• 给定任务 1:
根据这段关于subsequent_chunk_mask函数的节选,回答下列问题:
(a) 参数num_left_chunks的默认值是多少?
(b) 参数device的默认值是什么?
(c) 函数返回的Tensor是什么形状?
• 给定任务 2: 更新这段关于subsequent_chunk_mask函数的节选:从含有“ending = min((i”的那一行开始,到“print('use full chunk:')”之后结束,把其中的“ending”替换为“end”,然后写出改后的这一部分。

• 节选:

↓↓↓

使用设定的chunk_size创建形状为(size,size)的mask Tensor。

3. 函数参数

  • size:int,mask tensor的大小
  • chunk_size:int,chunk的大小
  • num_left_chunks:int,左侧chunk的数量,如果num_left_chunks小于0,则使用左侧全部的chunk;如果num_left_chunks大于等于0,则使用num_left_chunks个chunk。默认值为-1。
  • device:str,“cpu”或者"cuda",指定在cpu或者gpu上创建返回的Tensor。默认值为"cpu"。

4. 函数返回值

返回一个形状为(size,size)使用chunk的Tensor。

5. 使用示例

import torch

def subsequent_chunk_mask(
        size: int,
        chunk_size: int,
        num_left_chunks: int = -1,
        device: torch.device = torch.device("cpu"),
) -> torch.Tensor:
    """Create mask for subsequent steps (size, size) with chunk size,
       this is for streaming encoder

    Args:
        size (int): size of mask
        chunk_size (int): size of chunk
        num_left_chunks (int): number of left chunks
            <0: use full chunk
            >=0: use num_left_chunks
        device (torch.device): "cpu" or "cuda" or torch.Tensor.device

    Returns:
        torch.Tensor: mask

    Examples:
        >>> subsequent_chunk_mask(4, 2)
        [[1, 1, 0, 0],
         [1, 1, 0, 0],
         [1, 1, 1, 1],
         [1, 1, 1, 1]]
    """
    ret = torch.zeros(size, size, device=device, dtype=torch.bool)
    for i in range(size):
        if num_left_chunks < 0:
            start = 0
        else:
            start = max((i // chunk_size - num_left_chunks) * chunk_size, 0)
        ending = min((i // chunk_size + 1) * chunk_size, size)
        ret[i, start:ending] = True
    return ret

if __name__ == '__main__':
    print('use full chunk:')
    out_use_full_chunk = subsequent_chunk_mask(10, 2)
    print('{}\n'.format(out_use_full_chunk))


    print('use_1_left_chunk:')
    out_use_num_left_chunk = subsequent_chunk_mask(10, 2, 1)

↑↑↑

• 所给材料:
↓↓↓

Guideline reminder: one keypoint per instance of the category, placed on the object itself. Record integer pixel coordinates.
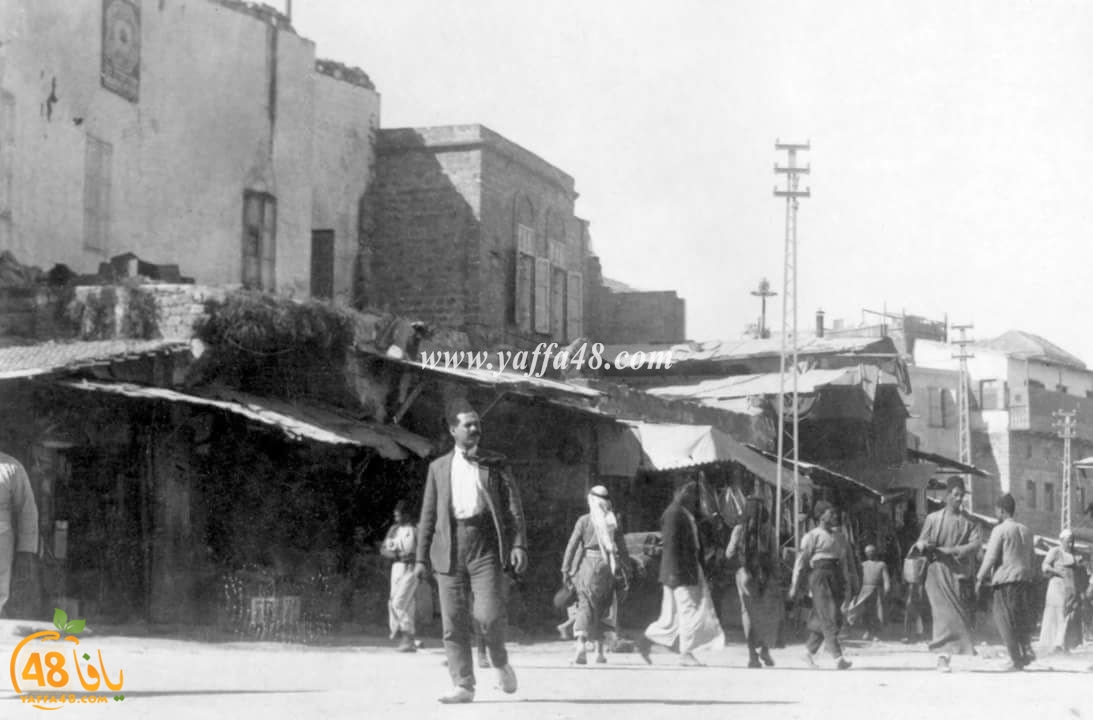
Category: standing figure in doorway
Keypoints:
(19, 522)
(1061, 627)
(400, 546)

↑↑↑

• 最终答案 1:
(a) num_left_chunks的默认值为-1。
(b) device的默认值为"cpu"。
(c) 返回的Tensor形状为(size,size)。

• 最终答案 2:
end = min((i // chunk_size + 1) * chunk_size, size)
        ret[i, start:end] = True
    return ret

if __name__ == '__main__':
    print('use full chunk:')